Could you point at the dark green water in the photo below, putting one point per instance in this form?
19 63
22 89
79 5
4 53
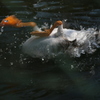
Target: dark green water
61 78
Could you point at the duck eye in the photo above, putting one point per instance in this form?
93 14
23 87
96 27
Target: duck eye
5 20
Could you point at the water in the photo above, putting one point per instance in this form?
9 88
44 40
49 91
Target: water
63 77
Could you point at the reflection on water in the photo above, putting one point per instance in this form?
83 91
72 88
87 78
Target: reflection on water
25 78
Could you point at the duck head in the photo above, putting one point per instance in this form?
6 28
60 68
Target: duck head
10 21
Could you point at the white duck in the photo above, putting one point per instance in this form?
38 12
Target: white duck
53 41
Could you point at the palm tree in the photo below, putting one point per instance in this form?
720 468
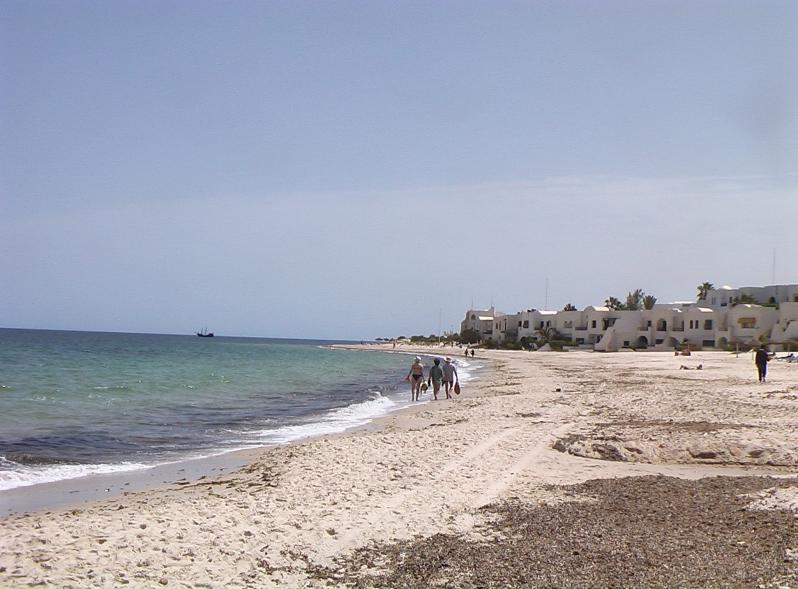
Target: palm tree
703 290
634 300
547 334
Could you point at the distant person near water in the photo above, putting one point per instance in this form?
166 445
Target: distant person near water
436 378
761 360
415 377
449 377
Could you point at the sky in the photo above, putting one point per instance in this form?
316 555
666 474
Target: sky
352 170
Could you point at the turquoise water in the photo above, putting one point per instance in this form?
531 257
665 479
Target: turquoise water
75 403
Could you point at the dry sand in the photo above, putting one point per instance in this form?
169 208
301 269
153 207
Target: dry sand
496 488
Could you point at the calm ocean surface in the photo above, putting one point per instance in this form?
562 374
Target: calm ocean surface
77 403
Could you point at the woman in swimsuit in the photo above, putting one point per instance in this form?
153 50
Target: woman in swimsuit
415 377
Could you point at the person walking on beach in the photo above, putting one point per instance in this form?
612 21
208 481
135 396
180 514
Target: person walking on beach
415 377
761 360
449 377
436 377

=====

## Exercise
Beginning with the line that contains "Could you point at the duck head", repeat every remaining line of the data exactly, the last line included, and omit pictures.

## The solution
Could you point at the duck head in the photo above, putting one point per instance in this form?
6 28
60 68
Target: duck head
10 21
Could you point at the white duck in the photo above, putting one point per instance in this form?
38 12
Target: white duck
53 41
Could you point at the palm tree in the photo below, putting one point per instance in this form?
720 468
Target: palm tree
703 290
634 300
547 334
Could you point at the distant person near water in the photo above, putting one point per instance in this form?
166 445
Target: distant person near water
436 378
761 360
415 377
449 377
Could you point at the sky in the photo above, putting one point per instance in this form?
316 555
666 474
Target: sky
352 170
Could you point at the turquoise water in the photo above, putting one point per instance in this form?
531 257
665 479
Target: turquoise water
75 403
Could you point at the dry sand in the photo above, putting one point per instance in this form?
169 208
301 269
153 207
Target: dry sand
496 488
Could you point at the calm ocean surface in the photo above, putting one point per instance in this form?
562 374
Target: calm ocean surface
77 403
Could you point at the woman in swimsuit in the photo above, putting one point per instance in this form?
153 50
Target: woman in swimsuit
415 377
Could you point at the person walking on beach in the photo above, putting one point per instance in this form?
612 21
208 481
135 396
180 514
Target: person walking on beach
415 377
761 360
449 377
436 377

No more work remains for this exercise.